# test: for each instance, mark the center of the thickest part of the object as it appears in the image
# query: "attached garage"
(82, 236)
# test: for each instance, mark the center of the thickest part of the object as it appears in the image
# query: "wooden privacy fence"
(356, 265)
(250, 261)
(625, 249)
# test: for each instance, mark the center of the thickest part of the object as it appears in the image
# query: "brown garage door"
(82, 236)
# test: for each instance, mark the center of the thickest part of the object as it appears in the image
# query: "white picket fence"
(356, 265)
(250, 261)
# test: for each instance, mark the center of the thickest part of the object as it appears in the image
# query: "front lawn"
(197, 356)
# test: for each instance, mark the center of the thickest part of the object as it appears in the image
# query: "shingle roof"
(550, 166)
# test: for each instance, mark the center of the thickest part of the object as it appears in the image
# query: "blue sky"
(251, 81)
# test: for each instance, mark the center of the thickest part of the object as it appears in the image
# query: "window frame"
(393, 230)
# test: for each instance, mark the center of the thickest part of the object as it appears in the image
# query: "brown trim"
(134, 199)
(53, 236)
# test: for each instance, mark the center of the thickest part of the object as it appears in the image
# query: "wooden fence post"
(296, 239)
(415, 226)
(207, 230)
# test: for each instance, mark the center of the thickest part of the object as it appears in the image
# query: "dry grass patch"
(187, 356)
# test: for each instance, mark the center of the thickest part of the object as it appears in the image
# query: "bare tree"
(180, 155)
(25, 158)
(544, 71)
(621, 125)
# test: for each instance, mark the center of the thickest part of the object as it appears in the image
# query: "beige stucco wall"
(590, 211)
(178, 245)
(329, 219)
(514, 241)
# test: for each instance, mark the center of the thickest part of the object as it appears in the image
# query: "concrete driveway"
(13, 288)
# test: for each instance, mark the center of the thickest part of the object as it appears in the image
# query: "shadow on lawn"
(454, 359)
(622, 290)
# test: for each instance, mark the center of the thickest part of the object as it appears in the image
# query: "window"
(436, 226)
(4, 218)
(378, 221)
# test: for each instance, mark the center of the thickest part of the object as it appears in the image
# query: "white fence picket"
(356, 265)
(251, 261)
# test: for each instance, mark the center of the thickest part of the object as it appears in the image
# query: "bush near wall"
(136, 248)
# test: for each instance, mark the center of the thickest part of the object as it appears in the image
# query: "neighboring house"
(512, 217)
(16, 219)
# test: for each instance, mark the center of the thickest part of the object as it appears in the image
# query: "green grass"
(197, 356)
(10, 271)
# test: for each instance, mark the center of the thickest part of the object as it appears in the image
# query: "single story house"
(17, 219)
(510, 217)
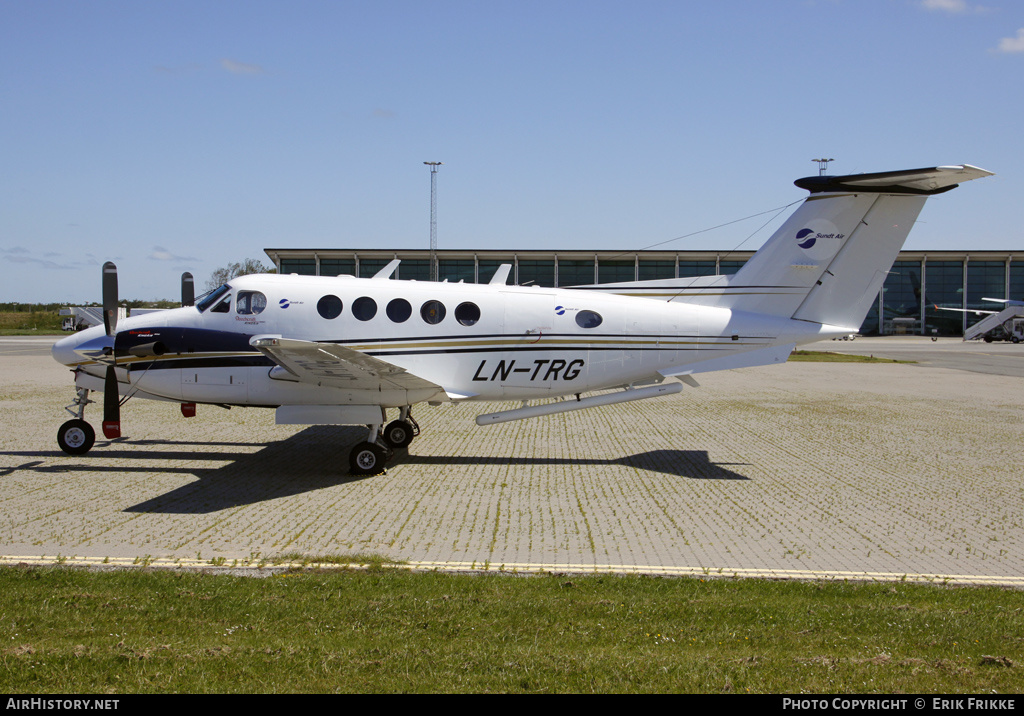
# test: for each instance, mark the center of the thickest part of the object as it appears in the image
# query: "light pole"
(433, 217)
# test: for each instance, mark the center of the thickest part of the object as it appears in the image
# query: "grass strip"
(67, 630)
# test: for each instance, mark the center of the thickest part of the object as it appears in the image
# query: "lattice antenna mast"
(822, 165)
(433, 217)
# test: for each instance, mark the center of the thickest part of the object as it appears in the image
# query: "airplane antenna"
(822, 165)
(433, 217)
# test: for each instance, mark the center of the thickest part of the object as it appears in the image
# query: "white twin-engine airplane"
(342, 350)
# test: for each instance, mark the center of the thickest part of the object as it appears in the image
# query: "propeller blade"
(110, 298)
(187, 290)
(112, 406)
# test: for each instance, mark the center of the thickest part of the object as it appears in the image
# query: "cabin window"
(364, 307)
(398, 310)
(588, 319)
(467, 313)
(250, 303)
(329, 306)
(432, 312)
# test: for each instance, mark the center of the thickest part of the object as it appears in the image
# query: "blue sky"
(172, 136)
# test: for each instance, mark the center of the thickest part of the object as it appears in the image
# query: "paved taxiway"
(807, 469)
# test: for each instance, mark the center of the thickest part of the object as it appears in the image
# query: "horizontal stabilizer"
(927, 181)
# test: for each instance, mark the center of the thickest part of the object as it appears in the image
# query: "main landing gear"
(369, 457)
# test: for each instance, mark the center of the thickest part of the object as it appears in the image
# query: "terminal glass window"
(456, 269)
(415, 269)
(944, 287)
(370, 266)
(649, 270)
(984, 280)
(870, 325)
(337, 266)
(250, 303)
(576, 271)
(616, 271)
(901, 299)
(302, 266)
(532, 272)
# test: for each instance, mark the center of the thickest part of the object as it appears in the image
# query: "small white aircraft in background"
(343, 350)
(1011, 320)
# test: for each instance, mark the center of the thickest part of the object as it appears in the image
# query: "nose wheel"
(76, 436)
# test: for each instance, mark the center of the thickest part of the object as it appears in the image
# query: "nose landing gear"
(77, 436)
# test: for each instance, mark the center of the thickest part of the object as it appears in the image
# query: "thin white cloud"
(20, 258)
(1012, 45)
(237, 68)
(953, 6)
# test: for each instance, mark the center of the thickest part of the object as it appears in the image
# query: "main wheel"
(367, 459)
(398, 433)
(76, 437)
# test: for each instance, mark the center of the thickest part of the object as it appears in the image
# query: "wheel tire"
(76, 437)
(367, 459)
(398, 433)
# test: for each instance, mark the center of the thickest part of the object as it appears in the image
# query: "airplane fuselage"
(484, 342)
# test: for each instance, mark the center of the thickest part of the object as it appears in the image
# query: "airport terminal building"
(919, 282)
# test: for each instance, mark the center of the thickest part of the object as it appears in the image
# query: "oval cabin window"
(329, 306)
(432, 312)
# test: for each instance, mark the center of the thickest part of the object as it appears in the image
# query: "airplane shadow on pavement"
(311, 460)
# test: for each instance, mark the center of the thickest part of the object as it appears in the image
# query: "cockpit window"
(212, 297)
(250, 302)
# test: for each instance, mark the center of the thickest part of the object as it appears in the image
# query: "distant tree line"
(250, 265)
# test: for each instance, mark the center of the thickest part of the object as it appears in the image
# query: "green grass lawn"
(68, 630)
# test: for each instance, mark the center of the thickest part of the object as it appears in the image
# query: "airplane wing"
(335, 366)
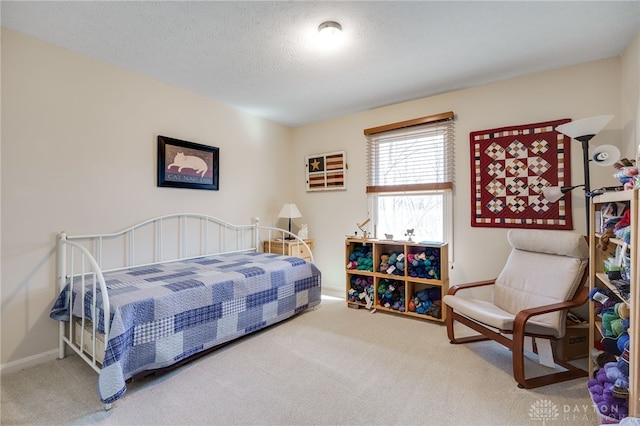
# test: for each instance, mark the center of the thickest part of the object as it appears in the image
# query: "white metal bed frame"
(82, 256)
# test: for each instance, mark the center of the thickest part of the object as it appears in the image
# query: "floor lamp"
(583, 131)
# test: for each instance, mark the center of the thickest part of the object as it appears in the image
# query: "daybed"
(169, 288)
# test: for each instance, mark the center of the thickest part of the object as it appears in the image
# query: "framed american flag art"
(326, 172)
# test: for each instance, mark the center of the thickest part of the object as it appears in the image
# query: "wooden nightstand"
(289, 248)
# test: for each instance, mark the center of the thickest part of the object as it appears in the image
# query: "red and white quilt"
(510, 167)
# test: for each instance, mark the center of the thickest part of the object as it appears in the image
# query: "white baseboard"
(28, 362)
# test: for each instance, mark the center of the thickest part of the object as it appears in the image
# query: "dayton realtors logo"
(545, 411)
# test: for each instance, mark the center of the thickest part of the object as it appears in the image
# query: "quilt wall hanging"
(509, 168)
(326, 171)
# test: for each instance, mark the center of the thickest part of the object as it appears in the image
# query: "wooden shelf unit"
(598, 278)
(409, 285)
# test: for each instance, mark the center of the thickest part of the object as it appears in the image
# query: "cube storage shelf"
(401, 277)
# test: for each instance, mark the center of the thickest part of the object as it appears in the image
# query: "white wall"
(79, 154)
(574, 92)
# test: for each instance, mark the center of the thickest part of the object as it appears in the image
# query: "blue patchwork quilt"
(164, 313)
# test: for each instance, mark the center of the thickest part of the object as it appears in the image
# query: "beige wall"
(79, 154)
(574, 92)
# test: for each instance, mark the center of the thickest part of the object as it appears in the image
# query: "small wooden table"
(289, 248)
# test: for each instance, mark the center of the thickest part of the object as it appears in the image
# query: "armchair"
(545, 275)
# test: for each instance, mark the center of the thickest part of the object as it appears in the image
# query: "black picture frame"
(183, 164)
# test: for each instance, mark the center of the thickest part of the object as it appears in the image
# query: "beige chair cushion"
(544, 267)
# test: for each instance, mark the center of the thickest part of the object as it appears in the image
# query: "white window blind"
(417, 157)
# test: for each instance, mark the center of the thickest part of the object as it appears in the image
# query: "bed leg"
(61, 353)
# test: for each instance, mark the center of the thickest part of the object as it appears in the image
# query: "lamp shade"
(552, 193)
(605, 155)
(290, 211)
(585, 127)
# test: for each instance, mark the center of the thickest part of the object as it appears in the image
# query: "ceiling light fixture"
(330, 28)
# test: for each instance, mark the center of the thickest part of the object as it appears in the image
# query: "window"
(410, 171)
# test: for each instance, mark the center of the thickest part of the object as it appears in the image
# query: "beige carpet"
(330, 366)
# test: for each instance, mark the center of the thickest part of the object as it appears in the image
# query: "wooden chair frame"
(516, 344)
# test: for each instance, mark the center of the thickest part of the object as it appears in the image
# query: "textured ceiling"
(263, 57)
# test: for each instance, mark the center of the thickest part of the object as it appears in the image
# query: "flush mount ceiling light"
(329, 28)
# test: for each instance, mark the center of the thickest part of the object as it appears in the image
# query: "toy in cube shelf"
(391, 294)
(392, 264)
(361, 258)
(425, 264)
(361, 289)
(427, 302)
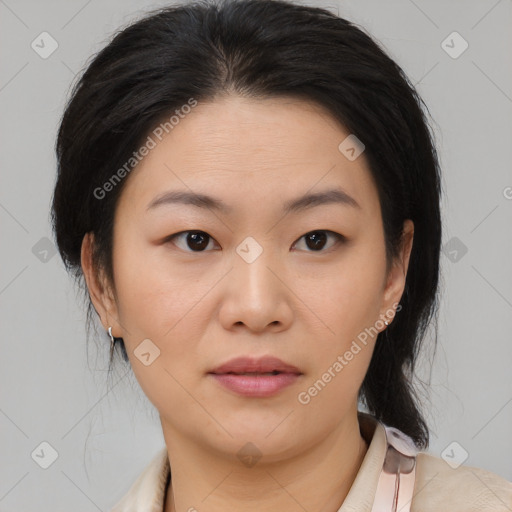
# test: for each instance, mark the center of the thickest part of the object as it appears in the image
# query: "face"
(250, 275)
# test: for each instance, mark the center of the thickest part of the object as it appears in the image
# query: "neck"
(317, 479)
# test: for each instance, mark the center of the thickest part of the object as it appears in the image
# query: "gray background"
(105, 431)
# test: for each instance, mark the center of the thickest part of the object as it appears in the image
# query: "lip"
(251, 365)
(230, 375)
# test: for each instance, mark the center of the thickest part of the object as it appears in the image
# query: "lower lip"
(258, 385)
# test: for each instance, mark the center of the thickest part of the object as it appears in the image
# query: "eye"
(316, 240)
(196, 241)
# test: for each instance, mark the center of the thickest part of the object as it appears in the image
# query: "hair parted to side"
(263, 48)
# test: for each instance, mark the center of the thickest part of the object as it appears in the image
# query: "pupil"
(317, 238)
(199, 239)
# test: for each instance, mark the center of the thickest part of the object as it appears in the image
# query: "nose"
(256, 294)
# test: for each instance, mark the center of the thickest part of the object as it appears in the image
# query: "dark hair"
(263, 48)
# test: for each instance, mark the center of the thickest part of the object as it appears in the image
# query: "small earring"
(112, 340)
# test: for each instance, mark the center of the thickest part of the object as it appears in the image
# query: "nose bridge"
(251, 266)
(255, 297)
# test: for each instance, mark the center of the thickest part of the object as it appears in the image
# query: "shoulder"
(438, 487)
(147, 493)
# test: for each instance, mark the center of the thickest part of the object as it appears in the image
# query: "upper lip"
(256, 365)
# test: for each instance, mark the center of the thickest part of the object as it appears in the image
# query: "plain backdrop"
(102, 432)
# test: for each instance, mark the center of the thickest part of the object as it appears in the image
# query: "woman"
(251, 192)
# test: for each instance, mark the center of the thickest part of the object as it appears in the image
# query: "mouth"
(260, 378)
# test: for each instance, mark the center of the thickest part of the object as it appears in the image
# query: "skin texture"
(296, 302)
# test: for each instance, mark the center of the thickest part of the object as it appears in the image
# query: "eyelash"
(339, 238)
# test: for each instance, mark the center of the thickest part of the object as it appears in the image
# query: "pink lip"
(257, 385)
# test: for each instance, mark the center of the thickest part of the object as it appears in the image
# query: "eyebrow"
(332, 196)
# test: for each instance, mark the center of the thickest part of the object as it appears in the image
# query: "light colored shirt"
(438, 487)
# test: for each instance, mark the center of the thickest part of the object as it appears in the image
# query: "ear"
(101, 295)
(395, 281)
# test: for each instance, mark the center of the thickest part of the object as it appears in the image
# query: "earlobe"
(396, 278)
(98, 290)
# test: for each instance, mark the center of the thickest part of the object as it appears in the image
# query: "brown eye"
(316, 240)
(192, 241)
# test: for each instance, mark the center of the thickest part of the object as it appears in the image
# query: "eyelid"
(338, 236)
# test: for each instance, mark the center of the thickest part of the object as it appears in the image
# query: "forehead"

*****

List every line of the items above that contains the string "garage", copying each line in full. Case counts.

▶ [Task result]
# query: "attached garage"
# query: "brown garage door"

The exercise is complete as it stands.